[Stored items from a collection]

******************************

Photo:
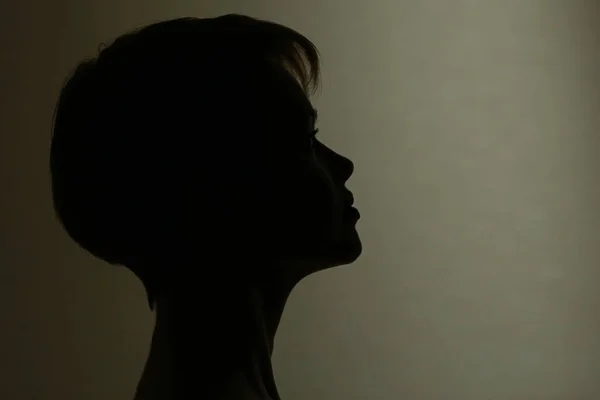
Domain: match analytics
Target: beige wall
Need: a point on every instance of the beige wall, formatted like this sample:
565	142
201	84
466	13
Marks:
474	128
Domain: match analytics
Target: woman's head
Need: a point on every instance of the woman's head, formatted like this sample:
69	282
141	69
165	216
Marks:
193	140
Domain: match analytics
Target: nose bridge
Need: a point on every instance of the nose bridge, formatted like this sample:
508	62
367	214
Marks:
341	166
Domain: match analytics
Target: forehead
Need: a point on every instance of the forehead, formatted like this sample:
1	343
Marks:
288	98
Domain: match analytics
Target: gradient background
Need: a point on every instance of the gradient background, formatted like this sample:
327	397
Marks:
474	126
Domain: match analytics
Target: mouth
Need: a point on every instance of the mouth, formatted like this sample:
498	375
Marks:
349	199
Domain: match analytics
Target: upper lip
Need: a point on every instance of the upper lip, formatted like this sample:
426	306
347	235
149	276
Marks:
350	198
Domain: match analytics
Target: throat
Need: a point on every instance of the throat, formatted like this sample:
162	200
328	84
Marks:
222	352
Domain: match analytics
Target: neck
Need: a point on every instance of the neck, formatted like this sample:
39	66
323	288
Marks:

******************************

- Aim of the task:
A verbatim printout of the entries above is expected, free of pictures.

- Solution below:
Photo:
Domain: match analytics
Target: beige wall
Need: a point on every instance of the beige wall, formatted like this sample:
565	142
201	84
466	13
Marks:
474	128
Domain: match analytics
Target: woman's head
Need: a point on every instance of the woman's head, formatted like this sample:
69	282
141	69
165	216
Marks:
193	140
Domain: match analytics
Target: nose bridge
Need: a point on every instance of the nose bridge, formatted like this sample:
508	62
367	214
Marks:
341	166
Domain: match analytics
Target: forehead
Need: a point on every instance of the forehead, formatted like this sample:
1	343
Marks:
288	98
Domain: match analytics
Target: gradient background
Need: a point on every instance of the gradient background, formatted like this sample:
327	397
Marks:
474	126
Domain: match analytics
Target: mouth
Need: a point on every instance of the mouth, formatted like this sample:
498	375
Marks:
349	199
Domain: match analytics
Target: upper lip
Need: a point on every instance of the upper lip, formatted like this sample:
426	306
347	235
149	276
Marks:
350	198
Domain: match analytics
Target: throat
Need: a point on every instance of the throat, formatted like this sample:
162	200
328	84
Marks:
222	352
Domain: match analytics
Target: neck
Need: a point on every instance of the neck, formatted like this sample:
39	66
323	288
Marks:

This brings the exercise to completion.